— Task to carry out —
Copy all of the records below verbatim.

(Location annotation dataset excerpts)
.....
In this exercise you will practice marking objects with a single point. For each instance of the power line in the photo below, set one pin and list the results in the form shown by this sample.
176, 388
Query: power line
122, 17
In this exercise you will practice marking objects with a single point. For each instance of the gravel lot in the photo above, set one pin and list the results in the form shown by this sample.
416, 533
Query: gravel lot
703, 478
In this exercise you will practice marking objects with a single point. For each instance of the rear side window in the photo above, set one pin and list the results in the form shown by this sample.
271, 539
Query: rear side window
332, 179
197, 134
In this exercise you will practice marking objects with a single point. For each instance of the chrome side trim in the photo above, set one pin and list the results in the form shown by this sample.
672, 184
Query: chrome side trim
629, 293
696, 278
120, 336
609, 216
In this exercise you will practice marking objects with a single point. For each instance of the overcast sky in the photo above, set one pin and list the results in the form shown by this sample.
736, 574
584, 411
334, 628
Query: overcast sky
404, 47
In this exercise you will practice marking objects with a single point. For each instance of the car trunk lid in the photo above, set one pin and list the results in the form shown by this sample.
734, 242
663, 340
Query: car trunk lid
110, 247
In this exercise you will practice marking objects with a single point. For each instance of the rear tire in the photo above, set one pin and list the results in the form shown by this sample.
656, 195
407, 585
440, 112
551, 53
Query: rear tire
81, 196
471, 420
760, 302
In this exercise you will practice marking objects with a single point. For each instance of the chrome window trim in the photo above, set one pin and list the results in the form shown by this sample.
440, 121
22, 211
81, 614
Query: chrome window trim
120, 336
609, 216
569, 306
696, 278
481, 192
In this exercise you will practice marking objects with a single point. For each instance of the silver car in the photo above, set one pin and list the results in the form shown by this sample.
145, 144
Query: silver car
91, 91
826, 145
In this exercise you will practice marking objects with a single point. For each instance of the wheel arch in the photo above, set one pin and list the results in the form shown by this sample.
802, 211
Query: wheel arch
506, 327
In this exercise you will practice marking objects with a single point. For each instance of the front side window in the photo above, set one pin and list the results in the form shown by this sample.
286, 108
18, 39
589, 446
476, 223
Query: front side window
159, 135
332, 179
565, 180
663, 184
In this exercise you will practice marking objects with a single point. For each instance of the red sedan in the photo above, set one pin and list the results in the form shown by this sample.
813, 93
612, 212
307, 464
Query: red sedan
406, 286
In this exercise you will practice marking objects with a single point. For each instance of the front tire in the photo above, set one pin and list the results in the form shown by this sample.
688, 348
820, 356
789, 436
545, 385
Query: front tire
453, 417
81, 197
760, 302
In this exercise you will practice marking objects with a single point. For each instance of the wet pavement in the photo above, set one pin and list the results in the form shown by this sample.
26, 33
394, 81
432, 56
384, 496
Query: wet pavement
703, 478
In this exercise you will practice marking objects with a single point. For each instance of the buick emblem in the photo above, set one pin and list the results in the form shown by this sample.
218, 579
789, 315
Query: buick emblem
.....
— Completed exercise —
In this exercise you will practice marking objects with a single point. For each instance of the power line in the photo below, set one pin and list the results in the form shown by this sample.
176, 388
Query: power line
122, 17
In this exercise you will practice marking objects with a single point. For each instance of the gravel lot in the photo above, set one pin and list the results in the form shown by this sample.
416, 533
Query: gravel lot
703, 478
In this exercise you will practice marking objects with a single point. For each instance of the rear side window in the photo above, set one pin and list the results in the form shown by this sample.
271, 539
Query: rear side window
332, 179
197, 134
In this exercise you will practice marking objects with a single point. For each instance of the chrome side trim in the photo above, set one pin and list the results in the form shown by this sample.
672, 184
Query: chrome side trim
629, 293
696, 278
120, 336
609, 216
In this exercise you will practice marking objects with a single point. For each instance of the overcast sky in the photo above, set one pin and list the results in the form shown by this sample.
736, 574
584, 411
334, 628
Query: overcast sky
404, 47
In this exercise you will practice marking objects with a single point. For each instance of the car trunk lid in the photo above, set one pin and list the results in the form shown by this sample.
734, 242
663, 340
Query: car trunk lid
110, 247
In this exercise you will practice marking objects with a single point. For each instance of the rear tire in the photo above, set one pin and list the results in the form shown by this sample.
656, 195
407, 585
440, 112
551, 53
Query: rear tire
81, 196
471, 420
760, 302
In this exercise you will practice marking objects with a single point. For each instance of the chrome window trim in the photo above, set one pin and list the results in the form shown by this sample.
440, 121
22, 211
81, 614
Query: chrome window trim
120, 336
609, 216
569, 306
696, 278
481, 192
In this exercise you will practice marking objects with a single point. For each instance of the silver car in the photo above, set one pin and list the results in the form shown by this sample.
145, 144
Query: silver car
91, 91
826, 145
In this exercise you will practice marking objects with a single point. For each instance of the wheel arch in the photo above, set one pin and list the results in the form shown by this sample.
802, 211
Query: wheel arch
506, 327
In this exercise you will practice marking objects with a single point. For each instance of the front side window in the photo above, set one pin and list the results in the form shown by this sample.
286, 108
18, 39
589, 446
476, 223
Query: front side window
159, 135
332, 179
565, 180
663, 184
In this exercise you will practice marking objects with a single point. For each instance of the red sedan in the photo above, set one pin and list the results in the form shown by this sample.
813, 93
612, 212
307, 464
Query: red sedan
406, 286
In this exercise you will practice marking objects with a single point. For each instance of the front tire in the photo above, set one pin and list the results in the form shown by this sample.
688, 348
820, 356
789, 436
545, 385
Query: front tire
453, 417
81, 197
760, 302
In this exercise you will practice marking objects with a single point. For each instance of the wet pavement in the photo above, set one pin and list the results in the form shown by this sample.
26, 33
394, 81
432, 56
384, 496
Query: wet pavement
703, 478
In this exercise you will practice marking objects with a single point. For each instance of the buick emblem in the photo above, set one pin and list the results in the form shown by this sample.
218, 579
789, 315
Query: buick emblem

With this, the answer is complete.